[Data listing]
----------------------------------------

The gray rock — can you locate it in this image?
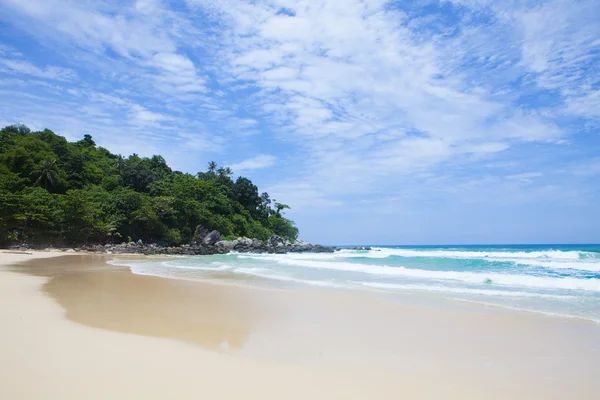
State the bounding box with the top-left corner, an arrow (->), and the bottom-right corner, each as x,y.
194,225 -> 210,244
202,231 -> 221,246
215,240 -> 237,250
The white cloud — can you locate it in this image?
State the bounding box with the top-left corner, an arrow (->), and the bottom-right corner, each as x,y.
229,154 -> 277,173
0,58 -> 77,81
129,104 -> 166,126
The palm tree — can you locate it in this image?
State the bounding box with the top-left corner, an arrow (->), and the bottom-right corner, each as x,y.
31,159 -> 58,189
115,154 -> 125,175
208,161 -> 217,174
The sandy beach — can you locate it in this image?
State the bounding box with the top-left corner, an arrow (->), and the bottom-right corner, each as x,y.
0,252 -> 600,399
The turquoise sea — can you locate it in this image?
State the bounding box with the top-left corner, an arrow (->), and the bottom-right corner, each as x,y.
115,245 -> 600,323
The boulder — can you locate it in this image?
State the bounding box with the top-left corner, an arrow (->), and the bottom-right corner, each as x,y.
215,240 -> 237,250
202,231 -> 221,246
269,235 -> 285,247
194,225 -> 211,244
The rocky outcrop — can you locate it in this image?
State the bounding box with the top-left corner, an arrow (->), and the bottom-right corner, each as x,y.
10,231 -> 339,255
202,231 -> 221,246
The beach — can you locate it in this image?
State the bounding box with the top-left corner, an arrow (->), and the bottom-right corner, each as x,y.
0,252 -> 600,399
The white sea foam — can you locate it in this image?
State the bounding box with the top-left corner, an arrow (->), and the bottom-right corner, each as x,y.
238,247 -> 600,272
367,247 -> 600,261
353,282 -> 577,300
262,258 -> 600,292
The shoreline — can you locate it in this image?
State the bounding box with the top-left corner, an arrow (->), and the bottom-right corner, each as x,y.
0,252 -> 600,399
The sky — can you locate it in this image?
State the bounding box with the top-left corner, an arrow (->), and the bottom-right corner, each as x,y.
0,0 -> 600,244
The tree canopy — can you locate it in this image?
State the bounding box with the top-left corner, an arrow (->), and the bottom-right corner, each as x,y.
0,125 -> 298,245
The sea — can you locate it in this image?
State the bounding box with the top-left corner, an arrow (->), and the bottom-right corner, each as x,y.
114,245 -> 600,323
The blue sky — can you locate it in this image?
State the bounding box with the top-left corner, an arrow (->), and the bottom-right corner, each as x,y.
0,0 -> 600,244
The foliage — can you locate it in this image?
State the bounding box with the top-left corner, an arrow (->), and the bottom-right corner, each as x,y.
0,125 -> 298,245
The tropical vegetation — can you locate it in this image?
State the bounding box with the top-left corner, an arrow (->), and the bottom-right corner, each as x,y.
0,125 -> 298,245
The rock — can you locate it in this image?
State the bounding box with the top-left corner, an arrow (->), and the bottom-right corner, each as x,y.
269,235 -> 285,247
202,231 -> 221,246
215,240 -> 237,250
194,225 -> 211,244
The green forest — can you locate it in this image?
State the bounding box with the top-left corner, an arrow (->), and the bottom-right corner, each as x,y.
0,125 -> 298,246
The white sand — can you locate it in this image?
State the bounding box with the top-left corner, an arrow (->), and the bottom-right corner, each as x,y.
0,252 -> 600,400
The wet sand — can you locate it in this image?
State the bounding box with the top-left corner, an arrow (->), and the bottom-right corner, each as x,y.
0,253 -> 600,399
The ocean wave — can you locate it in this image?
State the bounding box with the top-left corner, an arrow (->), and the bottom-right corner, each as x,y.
365,247 -> 600,261
238,247 -> 600,272
353,282 -> 577,300
266,259 -> 600,292
233,268 -> 348,289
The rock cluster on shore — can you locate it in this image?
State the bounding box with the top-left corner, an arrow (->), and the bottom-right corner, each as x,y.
8,227 -> 339,255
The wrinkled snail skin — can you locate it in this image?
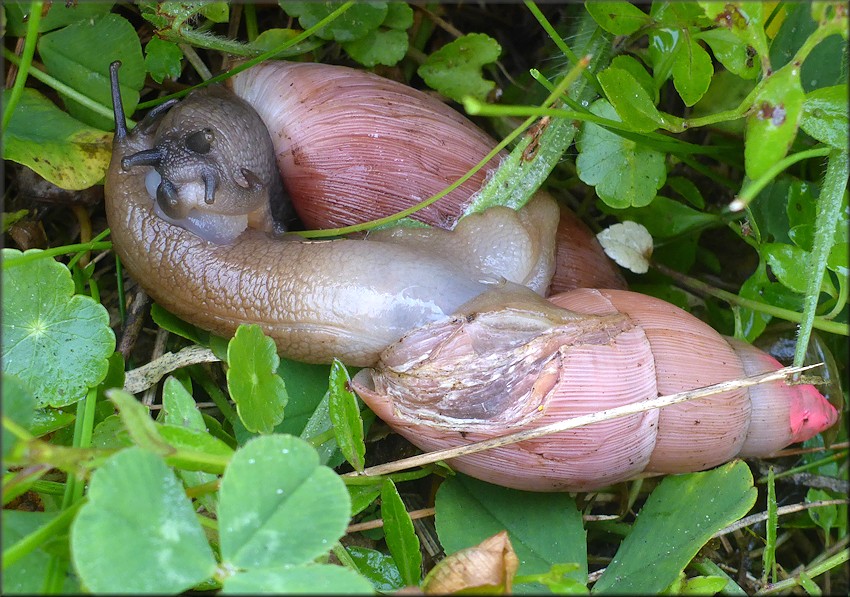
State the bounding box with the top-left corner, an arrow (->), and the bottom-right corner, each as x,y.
353,289 -> 838,491
105,61 -> 837,491
229,61 -> 626,293
105,62 -> 558,366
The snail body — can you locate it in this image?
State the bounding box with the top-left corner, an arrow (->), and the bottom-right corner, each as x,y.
105,59 -> 837,491
105,64 -> 558,366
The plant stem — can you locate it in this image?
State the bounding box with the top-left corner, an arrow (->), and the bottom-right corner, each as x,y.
3,500 -> 86,570
3,241 -> 112,269
3,0 -> 42,131
794,149 -> 848,365
729,147 -> 832,211
653,263 -> 850,336
756,549 -> 850,595
136,2 -> 354,110
3,48 -> 122,128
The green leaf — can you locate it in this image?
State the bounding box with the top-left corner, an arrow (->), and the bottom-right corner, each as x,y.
584,1 -> 652,35
38,14 -> 145,130
71,447 -> 216,593
785,180 -> 820,251
576,99 -> 667,208
381,479 -> 422,586
806,487 -> 838,534
348,485 -> 381,516
610,55 -> 658,105
760,243 -> 811,294
227,324 -> 289,433
598,66 -> 664,132
593,461 -> 758,594
3,88 -> 112,191
416,33 -> 502,102
162,375 -> 206,431
328,359 -> 366,471
696,28 -> 761,79
2,371 -> 35,458
222,564 -> 374,595
342,29 -> 408,67
3,2 -> 112,37
106,389 -> 174,456
91,415 -> 135,450
198,2 -> 230,23
435,474 -> 587,592
279,0 -> 388,42
744,65 -> 804,179
381,2 -> 413,30
251,29 -> 324,59
346,545 -> 404,593
667,176 -> 705,209
218,435 -> 351,568
698,1 -> 768,73
673,35 -> 714,107
800,84 -> 850,149
2,510 -> 79,595
770,2 -> 847,91
143,36 -> 183,83
2,249 -> 115,407
614,195 -> 723,239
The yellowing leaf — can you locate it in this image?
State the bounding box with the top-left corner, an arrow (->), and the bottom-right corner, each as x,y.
596,220 -> 652,274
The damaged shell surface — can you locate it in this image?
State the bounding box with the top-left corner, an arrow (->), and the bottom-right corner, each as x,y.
353,289 -> 838,491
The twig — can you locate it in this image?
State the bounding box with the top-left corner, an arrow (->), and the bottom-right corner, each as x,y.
124,346 -> 219,394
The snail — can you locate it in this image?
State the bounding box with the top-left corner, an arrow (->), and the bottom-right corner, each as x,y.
105,63 -> 837,490
352,289 -> 838,491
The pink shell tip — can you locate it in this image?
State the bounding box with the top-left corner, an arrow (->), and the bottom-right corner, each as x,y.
790,385 -> 838,442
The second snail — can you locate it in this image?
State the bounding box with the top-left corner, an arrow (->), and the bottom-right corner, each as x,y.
106,62 -> 837,491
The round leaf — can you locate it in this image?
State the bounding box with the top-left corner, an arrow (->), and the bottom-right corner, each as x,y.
38,14 -> 145,130
744,65 -> 804,179
3,249 -> 115,407
417,33 -> 502,102
576,100 -> 667,208
218,435 -> 351,568
71,447 -> 216,593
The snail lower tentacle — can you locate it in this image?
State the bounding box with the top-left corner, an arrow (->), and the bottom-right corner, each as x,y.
105,62 -> 558,366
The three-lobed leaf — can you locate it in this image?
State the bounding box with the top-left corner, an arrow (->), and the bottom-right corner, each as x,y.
71,447 -> 216,593
218,435 -> 351,569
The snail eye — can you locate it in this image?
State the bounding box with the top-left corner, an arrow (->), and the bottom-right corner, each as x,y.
186,128 -> 215,154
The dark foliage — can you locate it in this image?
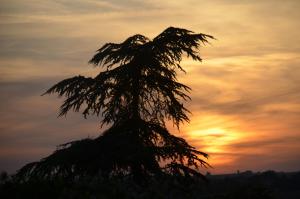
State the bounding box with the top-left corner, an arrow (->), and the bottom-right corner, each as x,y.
0,172 -> 300,199
17,27 -> 213,181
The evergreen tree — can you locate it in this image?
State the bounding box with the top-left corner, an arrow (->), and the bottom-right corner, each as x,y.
18,27 -> 213,179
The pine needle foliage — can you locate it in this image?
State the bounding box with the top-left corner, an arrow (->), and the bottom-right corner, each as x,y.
18,27 -> 213,179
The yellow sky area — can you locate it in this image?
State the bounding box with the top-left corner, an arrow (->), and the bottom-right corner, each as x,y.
0,0 -> 300,173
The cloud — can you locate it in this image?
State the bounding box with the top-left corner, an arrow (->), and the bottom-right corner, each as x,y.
0,0 -> 300,172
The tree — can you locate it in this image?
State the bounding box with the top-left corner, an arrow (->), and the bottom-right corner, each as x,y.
19,27 -> 213,181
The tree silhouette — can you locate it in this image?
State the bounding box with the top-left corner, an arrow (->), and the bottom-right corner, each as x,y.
18,27 -> 213,182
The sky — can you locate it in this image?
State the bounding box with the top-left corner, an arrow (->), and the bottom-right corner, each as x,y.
0,0 -> 300,173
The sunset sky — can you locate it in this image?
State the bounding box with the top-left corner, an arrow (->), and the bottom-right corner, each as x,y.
0,0 -> 300,173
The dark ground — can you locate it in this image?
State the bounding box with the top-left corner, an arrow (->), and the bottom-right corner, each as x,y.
0,171 -> 300,199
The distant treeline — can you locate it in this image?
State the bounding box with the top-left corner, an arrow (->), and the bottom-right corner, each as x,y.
0,171 -> 300,199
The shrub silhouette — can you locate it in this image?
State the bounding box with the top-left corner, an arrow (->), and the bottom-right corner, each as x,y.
18,27 -> 213,180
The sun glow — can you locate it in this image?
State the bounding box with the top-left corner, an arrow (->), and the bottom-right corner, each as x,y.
188,127 -> 240,153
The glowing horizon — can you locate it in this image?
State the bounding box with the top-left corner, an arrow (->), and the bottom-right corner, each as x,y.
0,0 -> 300,173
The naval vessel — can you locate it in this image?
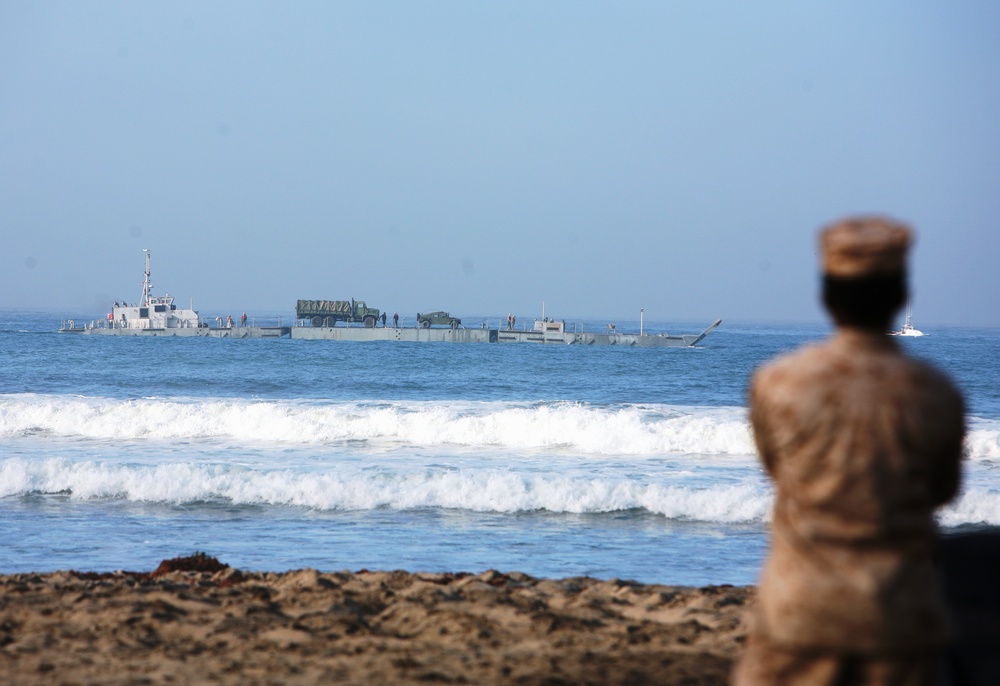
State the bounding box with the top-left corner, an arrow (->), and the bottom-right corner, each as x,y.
59,249 -> 722,348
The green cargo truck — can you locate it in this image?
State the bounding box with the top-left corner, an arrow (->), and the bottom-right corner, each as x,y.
295,298 -> 379,329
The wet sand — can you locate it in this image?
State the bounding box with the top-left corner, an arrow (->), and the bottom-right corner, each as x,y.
0,557 -> 753,685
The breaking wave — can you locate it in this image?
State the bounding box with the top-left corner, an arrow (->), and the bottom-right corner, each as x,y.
0,395 -> 754,455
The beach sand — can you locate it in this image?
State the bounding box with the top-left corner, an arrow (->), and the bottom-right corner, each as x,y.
0,554 -> 754,685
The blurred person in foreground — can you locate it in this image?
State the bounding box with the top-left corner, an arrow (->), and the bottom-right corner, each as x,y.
733,217 -> 965,686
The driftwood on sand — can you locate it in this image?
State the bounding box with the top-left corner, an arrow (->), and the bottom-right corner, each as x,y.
0,554 -> 753,684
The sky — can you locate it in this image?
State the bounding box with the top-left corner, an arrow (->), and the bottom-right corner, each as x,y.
0,0 -> 1000,330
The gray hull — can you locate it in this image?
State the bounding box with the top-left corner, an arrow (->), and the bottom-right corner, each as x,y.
59,326 -> 291,338
290,319 -> 722,348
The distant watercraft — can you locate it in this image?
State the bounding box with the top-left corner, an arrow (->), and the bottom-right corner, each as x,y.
889,303 -> 927,336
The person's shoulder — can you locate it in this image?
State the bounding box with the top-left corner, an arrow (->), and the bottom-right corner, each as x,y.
751,342 -> 830,395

----------------------------------------

**SHORT EXERCISE**
Retype the records from the start up to and including the line with "208,161 -> 217,174", leaving the pictures out of your answer.

**RESULT OF THE EXERCISE**
The gray rock — can you locate it in this image?
State the bounding box with the top-left corner, an arrow (->), and the bottom-right corner, each as x,y.
194,225 -> 210,244
202,231 -> 221,246
215,240 -> 237,250
The white cloud — can you locate it in this image?
State the bounding box with the top-left corner, an arrow (->), and the bottom-right corner, each as x,y.
229,154 -> 277,173
0,58 -> 77,81
129,104 -> 166,126
The palm tree — can you locate it in this image?
State the bounding box with the top-left corner, an arrow (->), and the bottom-right corner, each as x,y.
31,159 -> 58,189
115,154 -> 125,175
208,161 -> 217,174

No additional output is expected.